* [Problem to solve]
Return each line of the records below that contains the word "grass".

Region pointing data:
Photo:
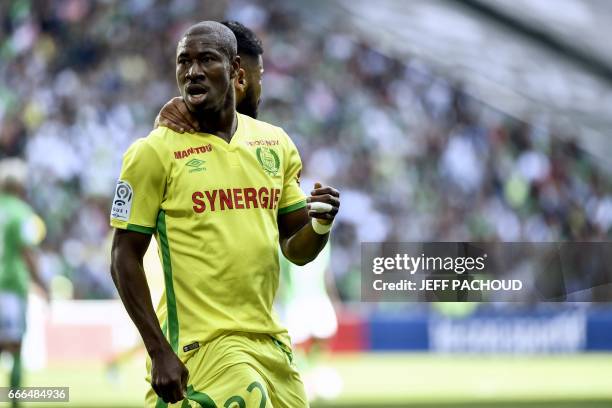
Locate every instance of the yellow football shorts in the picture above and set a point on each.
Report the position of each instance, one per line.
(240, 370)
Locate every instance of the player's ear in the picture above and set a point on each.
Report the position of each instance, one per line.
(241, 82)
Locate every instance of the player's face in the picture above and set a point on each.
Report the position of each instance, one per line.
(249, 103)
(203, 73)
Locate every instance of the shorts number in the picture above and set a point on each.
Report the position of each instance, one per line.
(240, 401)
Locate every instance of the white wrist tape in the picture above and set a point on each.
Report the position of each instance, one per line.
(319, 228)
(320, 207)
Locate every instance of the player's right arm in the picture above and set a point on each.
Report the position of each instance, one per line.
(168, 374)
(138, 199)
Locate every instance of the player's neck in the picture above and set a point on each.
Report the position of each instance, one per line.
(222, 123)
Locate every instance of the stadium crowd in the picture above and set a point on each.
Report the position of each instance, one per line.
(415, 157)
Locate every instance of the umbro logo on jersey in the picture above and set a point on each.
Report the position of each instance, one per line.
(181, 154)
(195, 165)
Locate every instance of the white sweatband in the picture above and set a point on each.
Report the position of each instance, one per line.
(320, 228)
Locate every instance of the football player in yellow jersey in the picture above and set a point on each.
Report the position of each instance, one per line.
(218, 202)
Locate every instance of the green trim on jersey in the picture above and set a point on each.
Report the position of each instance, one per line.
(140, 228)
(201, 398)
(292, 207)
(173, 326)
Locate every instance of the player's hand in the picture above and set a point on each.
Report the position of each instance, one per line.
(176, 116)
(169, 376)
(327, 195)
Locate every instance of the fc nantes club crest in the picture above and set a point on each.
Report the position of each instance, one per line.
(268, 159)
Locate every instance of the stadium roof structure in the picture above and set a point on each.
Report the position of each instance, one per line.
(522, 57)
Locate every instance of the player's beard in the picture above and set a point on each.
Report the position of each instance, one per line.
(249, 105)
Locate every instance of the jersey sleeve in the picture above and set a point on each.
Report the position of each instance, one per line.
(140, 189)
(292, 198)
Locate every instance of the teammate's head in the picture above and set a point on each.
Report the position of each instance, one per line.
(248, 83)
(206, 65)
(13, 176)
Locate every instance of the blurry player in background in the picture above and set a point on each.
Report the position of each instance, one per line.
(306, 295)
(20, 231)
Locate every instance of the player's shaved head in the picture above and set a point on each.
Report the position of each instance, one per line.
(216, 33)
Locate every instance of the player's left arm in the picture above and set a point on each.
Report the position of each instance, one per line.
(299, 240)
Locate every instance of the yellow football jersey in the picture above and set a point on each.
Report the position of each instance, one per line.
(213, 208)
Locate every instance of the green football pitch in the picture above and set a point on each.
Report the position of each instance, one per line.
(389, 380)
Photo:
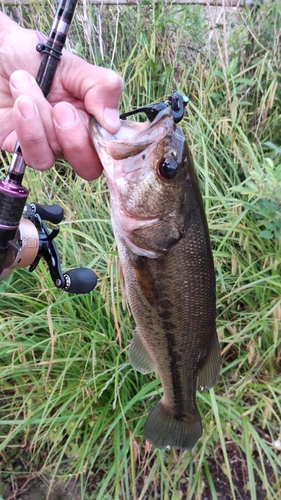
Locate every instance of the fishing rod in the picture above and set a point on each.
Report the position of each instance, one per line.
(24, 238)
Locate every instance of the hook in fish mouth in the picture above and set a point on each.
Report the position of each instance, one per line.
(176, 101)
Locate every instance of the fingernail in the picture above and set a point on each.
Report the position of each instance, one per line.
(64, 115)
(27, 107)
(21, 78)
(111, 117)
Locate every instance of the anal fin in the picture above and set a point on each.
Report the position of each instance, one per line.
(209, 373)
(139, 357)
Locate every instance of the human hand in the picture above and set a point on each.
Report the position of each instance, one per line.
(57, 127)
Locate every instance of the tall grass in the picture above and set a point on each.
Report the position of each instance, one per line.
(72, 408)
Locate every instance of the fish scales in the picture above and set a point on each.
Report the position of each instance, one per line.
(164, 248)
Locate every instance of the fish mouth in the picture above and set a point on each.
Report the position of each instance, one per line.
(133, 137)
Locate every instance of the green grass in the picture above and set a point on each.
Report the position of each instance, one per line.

* [Solution for this problem]
Locate every instance of the tall grass in the picture above and set a point on each.
Locate every instance of the green grass in the picture above and set a point on each.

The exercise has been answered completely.